> **EXERCISE GOAL**
Please copy everything from "The scale of" down to "2.7% from the previous fiscal year." in the passage on local finance plans, word for word.

> **DOCUMENT SEGMENT**
• • • •

During the process of formulating a local finance plan, if it becomes clear that there will be a surplus or deficit (in most cases a deficit) in the forecast for local finances, measures to balance the budget (local finance measures) are considered. Such measures include revising the local tax system, increasing the local allocation tax, and issuing more local bonds. Revisions to the local tax system include the creation of new taxes, the transfer of tax sources from the national government, and raising tax rates. Increases in the local allocation tax are made by adding target tax items, raising the allocation tax rate, borrowing through the local allocation tax special account, and so on. Local bonds are often issued to make up for a shortage in local financial resources, and in such cases, the amount equivalent to the principal and interest repayments is included in the expenditures of the local finance plan at the time of redemption, and financial resources are provided in the form of being included in the standard financial needs amount.

The scale of revenue and expenditure in the local government financial plan for fiscal 2009 is 82.5557 trillion yen, down 845.7 billion yen, or 1.0%, from the previous fiscal year. Based on this scale of revenue and expenditure, the total amount of local allocation tax for the same fiscal year is calculated to be 15.8202 trillion yen, up 2.7% from the previous fiscal year.

• • • •

> **PROVIDED MATERIAL**
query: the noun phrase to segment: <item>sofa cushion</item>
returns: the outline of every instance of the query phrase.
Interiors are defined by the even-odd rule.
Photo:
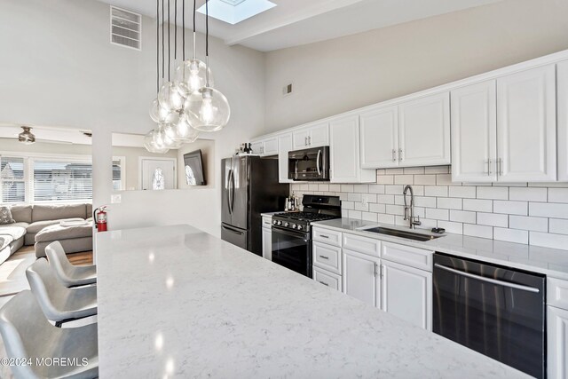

• • • •

> **ANSWER TO THIS TASK**
The scale of revenue and expenditure in the local government financial plan for fiscal 2009 is 82.5557 trillion yen, down 845.7 billion yen, or 1.0%, from the previous fiscal year. Based on this scale of revenue and expenditure, the total amount of local allocation tax for the same fiscal year is calculated to be 15.8202 trillion yen, up 2.7% from the previous fiscal year.